[WHAT IS EXPECTED] Convert the material from its first line up to and including the line with "[142,334,265,450]" into a Markdown table with the columns Row and Text, skipping blank lines. Leave the pictures out of the table.

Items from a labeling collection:
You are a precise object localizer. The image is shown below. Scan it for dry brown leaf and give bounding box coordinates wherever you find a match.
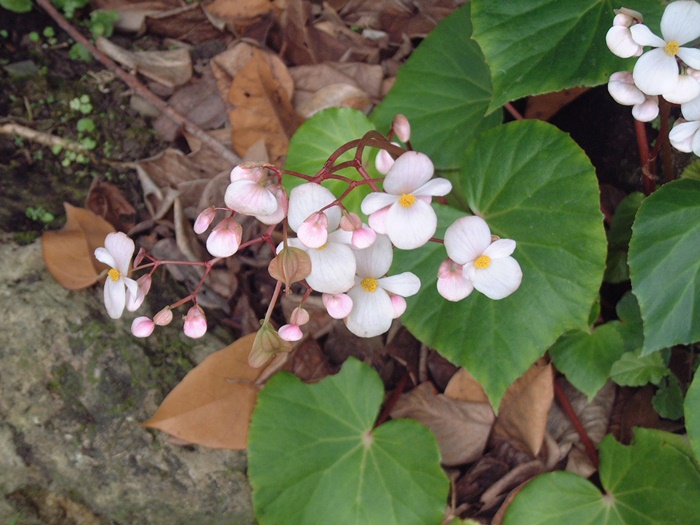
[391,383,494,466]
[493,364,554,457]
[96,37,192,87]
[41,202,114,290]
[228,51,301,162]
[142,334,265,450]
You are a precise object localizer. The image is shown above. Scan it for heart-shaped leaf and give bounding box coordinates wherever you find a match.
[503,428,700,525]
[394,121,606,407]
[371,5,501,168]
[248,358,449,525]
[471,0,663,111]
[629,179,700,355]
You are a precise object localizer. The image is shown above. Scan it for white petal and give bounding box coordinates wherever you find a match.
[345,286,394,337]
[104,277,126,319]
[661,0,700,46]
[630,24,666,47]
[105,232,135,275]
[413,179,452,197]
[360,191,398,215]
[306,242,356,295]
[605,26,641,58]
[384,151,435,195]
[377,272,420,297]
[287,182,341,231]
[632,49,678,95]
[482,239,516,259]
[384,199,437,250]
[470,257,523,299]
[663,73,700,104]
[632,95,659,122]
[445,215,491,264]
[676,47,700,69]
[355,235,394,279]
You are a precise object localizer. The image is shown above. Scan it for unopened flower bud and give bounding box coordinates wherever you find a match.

[ANSWER FOR THIS EXERCISE]
| Row | Text |
|---|---|
| 1 | You are a precise object localizer. The image is shown below. Scan it for dry brown leaf and give bounding box coordinates wherever you find a match. |
| 2 | [391,383,494,466] |
| 3 | [493,364,554,457] |
| 4 | [96,37,192,87] |
| 5 | [41,202,114,290] |
| 6 | [228,51,301,162] |
| 7 | [142,334,265,450] |